[Begin]

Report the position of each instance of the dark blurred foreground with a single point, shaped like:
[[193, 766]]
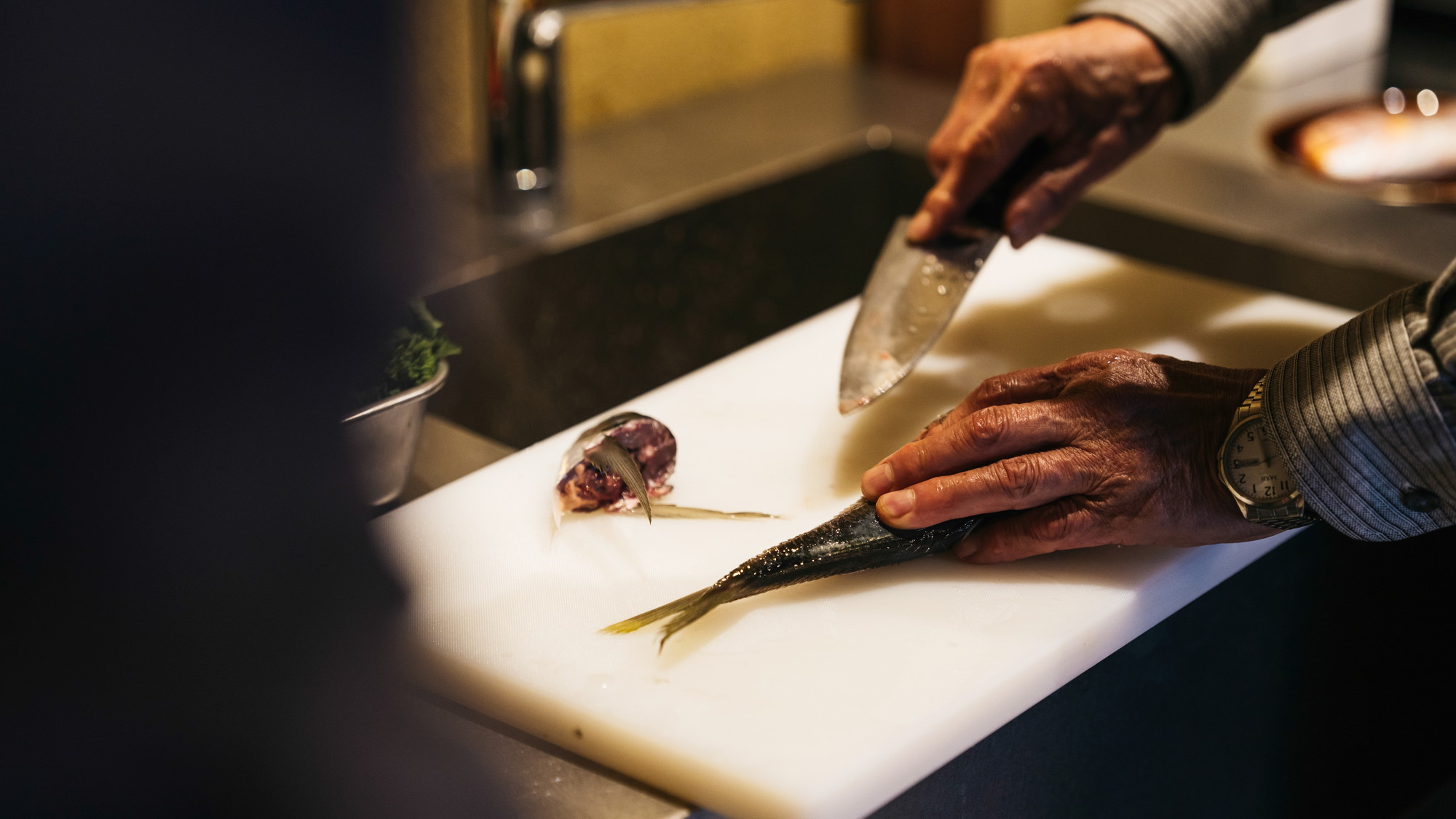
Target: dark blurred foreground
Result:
[[203, 229]]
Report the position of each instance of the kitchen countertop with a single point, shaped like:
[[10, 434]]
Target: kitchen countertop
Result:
[[636, 173]]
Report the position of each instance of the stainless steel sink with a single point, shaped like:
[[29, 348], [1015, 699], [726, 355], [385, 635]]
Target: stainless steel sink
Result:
[[567, 336], [555, 340]]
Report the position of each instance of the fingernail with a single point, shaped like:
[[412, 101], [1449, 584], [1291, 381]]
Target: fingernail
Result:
[[898, 505], [919, 228], [879, 481]]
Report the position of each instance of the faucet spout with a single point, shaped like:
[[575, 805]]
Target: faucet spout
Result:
[[523, 97]]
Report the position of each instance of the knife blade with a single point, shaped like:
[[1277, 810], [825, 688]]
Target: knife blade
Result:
[[914, 290], [909, 301]]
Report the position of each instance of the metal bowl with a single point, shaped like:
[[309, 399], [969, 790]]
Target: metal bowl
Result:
[[1281, 139], [384, 438]]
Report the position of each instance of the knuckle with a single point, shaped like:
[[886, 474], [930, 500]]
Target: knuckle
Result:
[[985, 429], [1055, 525], [984, 146], [1018, 478], [992, 389]]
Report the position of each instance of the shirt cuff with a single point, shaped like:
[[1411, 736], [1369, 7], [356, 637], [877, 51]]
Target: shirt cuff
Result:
[[1208, 41], [1361, 432]]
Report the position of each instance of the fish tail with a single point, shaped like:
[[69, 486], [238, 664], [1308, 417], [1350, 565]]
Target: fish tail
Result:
[[704, 602], [646, 618]]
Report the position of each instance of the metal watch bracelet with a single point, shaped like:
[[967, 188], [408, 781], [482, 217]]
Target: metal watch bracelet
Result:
[[1294, 515]]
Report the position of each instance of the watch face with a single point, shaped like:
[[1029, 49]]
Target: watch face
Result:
[[1254, 468]]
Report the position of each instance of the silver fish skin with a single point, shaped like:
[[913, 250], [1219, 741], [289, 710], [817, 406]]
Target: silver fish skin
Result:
[[852, 541]]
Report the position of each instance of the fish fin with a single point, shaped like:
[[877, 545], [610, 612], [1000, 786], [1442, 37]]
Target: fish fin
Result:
[[612, 456], [636, 622], [704, 602], [695, 513]]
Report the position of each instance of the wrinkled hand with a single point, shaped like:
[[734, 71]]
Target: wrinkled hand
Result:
[[1094, 94], [1106, 448]]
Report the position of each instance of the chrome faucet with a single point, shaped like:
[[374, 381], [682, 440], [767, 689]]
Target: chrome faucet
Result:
[[523, 98]]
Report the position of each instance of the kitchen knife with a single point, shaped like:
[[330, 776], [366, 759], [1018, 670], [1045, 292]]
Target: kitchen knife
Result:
[[914, 292], [908, 302]]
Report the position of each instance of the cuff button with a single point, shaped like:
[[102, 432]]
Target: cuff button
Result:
[[1420, 500]]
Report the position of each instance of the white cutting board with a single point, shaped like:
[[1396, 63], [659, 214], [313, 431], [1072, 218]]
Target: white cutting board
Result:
[[829, 698]]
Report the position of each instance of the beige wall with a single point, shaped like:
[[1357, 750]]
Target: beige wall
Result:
[[630, 60], [443, 84], [625, 59], [1013, 18]]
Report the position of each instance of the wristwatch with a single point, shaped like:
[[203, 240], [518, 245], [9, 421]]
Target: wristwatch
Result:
[[1257, 474]]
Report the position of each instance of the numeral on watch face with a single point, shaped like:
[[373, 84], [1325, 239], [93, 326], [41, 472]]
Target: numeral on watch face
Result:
[[1254, 467]]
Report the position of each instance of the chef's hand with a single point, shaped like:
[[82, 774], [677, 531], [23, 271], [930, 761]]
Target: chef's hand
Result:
[[1106, 448], [1093, 94]]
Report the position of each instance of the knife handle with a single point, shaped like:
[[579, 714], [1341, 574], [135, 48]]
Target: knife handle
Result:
[[989, 210]]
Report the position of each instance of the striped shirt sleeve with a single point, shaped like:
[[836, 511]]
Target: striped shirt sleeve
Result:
[[1365, 416], [1206, 40]]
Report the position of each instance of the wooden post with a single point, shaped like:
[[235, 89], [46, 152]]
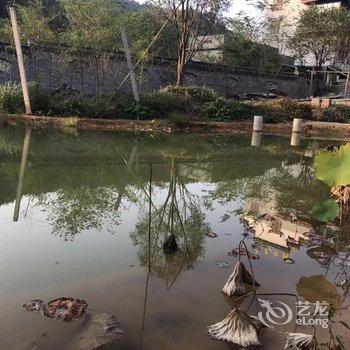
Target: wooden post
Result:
[[256, 139], [21, 174], [312, 83], [130, 65], [257, 125], [20, 60], [346, 84]]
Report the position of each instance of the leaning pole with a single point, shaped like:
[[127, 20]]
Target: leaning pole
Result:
[[22, 72]]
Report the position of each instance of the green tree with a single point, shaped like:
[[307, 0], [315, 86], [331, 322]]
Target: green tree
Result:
[[190, 21], [36, 21], [246, 47], [91, 24], [141, 27], [322, 32]]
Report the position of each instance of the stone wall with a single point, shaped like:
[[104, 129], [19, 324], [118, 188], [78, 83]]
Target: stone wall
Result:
[[93, 76]]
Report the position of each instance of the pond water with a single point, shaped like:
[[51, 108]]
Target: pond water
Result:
[[74, 222]]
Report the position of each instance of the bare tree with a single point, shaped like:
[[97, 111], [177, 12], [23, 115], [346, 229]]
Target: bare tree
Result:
[[192, 22]]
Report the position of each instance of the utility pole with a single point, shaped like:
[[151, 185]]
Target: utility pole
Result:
[[22, 170], [346, 85], [130, 65], [312, 82], [21, 68]]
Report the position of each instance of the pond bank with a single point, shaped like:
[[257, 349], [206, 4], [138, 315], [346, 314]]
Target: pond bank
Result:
[[39, 122]]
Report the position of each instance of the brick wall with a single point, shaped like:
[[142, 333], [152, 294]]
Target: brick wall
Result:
[[94, 76]]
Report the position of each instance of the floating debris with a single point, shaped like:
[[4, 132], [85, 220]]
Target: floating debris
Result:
[[65, 309], [222, 264], [289, 261], [236, 282], [293, 216], [238, 251], [318, 288], [266, 217], [34, 305], [237, 328], [170, 245], [299, 341], [256, 245], [291, 241], [211, 234], [100, 330]]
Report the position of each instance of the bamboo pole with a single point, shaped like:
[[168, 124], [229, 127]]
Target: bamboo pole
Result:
[[20, 60], [346, 84], [21, 174], [312, 83], [130, 65]]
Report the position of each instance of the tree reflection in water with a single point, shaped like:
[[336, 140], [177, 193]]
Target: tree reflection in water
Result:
[[179, 215]]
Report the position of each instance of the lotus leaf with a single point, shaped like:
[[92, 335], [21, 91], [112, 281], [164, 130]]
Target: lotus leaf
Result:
[[325, 211], [333, 167], [318, 288]]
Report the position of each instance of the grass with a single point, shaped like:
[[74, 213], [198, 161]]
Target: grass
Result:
[[176, 104]]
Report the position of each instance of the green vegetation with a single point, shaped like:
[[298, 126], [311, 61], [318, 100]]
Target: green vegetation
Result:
[[322, 32], [178, 104]]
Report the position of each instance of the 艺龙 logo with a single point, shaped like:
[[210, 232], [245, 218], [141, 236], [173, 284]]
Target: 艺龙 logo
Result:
[[279, 314]]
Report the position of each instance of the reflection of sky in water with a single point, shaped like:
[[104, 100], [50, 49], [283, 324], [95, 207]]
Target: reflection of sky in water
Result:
[[102, 266]]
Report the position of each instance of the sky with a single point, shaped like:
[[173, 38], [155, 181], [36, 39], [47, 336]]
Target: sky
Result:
[[239, 6]]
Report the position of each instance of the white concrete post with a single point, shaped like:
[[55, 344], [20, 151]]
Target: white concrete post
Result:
[[297, 125], [20, 60], [130, 65], [22, 169], [256, 139], [258, 121]]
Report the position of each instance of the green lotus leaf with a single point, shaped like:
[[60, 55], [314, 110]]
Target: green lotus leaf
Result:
[[333, 167], [325, 211], [318, 288]]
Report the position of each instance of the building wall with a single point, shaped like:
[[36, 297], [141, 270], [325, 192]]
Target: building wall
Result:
[[286, 14], [93, 77]]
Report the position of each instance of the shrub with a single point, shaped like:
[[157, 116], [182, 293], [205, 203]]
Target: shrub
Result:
[[227, 110], [69, 121], [179, 119], [202, 93], [336, 113], [11, 98], [104, 106]]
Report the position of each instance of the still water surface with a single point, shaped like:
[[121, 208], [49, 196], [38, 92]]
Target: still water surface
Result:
[[83, 220]]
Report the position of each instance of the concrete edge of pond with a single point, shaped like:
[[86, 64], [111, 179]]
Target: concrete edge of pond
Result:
[[309, 127]]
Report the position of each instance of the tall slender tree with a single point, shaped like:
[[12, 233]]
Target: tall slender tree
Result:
[[192, 21]]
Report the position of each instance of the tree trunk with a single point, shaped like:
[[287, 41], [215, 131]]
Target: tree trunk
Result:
[[181, 64]]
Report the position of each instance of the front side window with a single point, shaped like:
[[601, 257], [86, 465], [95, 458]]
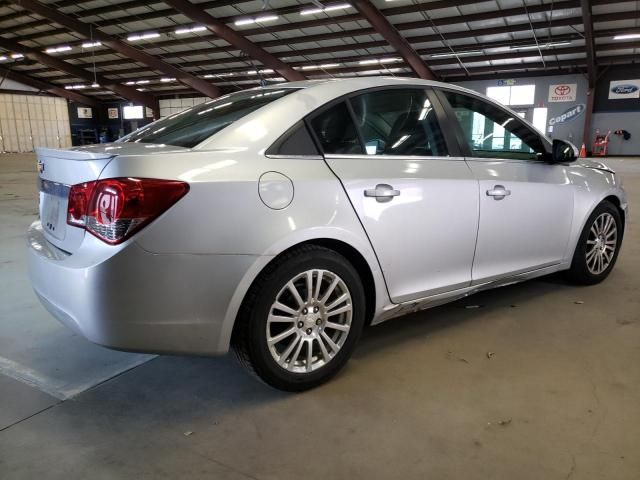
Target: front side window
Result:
[[398, 122], [491, 132], [194, 125], [336, 131]]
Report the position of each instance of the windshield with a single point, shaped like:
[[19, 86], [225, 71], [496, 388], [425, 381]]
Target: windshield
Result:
[[190, 127]]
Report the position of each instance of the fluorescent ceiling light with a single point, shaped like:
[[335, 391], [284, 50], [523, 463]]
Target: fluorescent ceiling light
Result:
[[458, 54], [63, 48], [373, 61], [319, 67], [329, 8], [143, 36], [260, 19], [213, 75], [181, 31], [541, 46], [627, 36]]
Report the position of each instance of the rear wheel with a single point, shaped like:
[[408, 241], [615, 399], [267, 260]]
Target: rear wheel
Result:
[[301, 319], [598, 246]]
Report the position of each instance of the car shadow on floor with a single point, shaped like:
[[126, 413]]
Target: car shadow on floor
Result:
[[221, 384]]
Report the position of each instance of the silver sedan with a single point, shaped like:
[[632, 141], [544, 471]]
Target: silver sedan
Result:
[[281, 220]]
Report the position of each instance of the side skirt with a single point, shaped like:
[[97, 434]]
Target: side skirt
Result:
[[397, 310]]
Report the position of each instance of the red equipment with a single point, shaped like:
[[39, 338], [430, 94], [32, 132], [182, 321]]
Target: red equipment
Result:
[[601, 144]]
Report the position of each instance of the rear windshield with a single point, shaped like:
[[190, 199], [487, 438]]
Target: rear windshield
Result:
[[194, 125]]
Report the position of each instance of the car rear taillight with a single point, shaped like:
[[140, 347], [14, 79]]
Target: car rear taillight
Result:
[[115, 208]]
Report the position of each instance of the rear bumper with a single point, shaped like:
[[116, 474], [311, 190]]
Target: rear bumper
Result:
[[129, 299]]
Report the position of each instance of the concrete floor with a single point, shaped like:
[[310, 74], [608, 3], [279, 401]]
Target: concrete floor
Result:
[[422, 398]]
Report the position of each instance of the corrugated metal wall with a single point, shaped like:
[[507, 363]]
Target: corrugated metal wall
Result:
[[30, 121], [169, 107]]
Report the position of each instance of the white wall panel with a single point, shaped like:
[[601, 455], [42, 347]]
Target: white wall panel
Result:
[[29, 121]]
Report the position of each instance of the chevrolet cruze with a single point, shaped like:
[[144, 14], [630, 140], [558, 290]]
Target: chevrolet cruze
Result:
[[280, 221]]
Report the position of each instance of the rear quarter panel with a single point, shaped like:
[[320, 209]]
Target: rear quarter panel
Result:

[End]

--- Written task ---
Rename "chef's hand" to "cook's hand" in the records from the line with "Report the position of each instance of the chef's" to the line with "[[1106, 448], [1093, 94]]", and output only those lines with nothing else altered.

--- Written response ---
Report the position of each instance of the cook's hand with a single point, shaped like:
[[82, 774], [677, 531], [23, 271], [930, 761]]
Target: cook's hand
Result:
[[1106, 448], [1093, 94]]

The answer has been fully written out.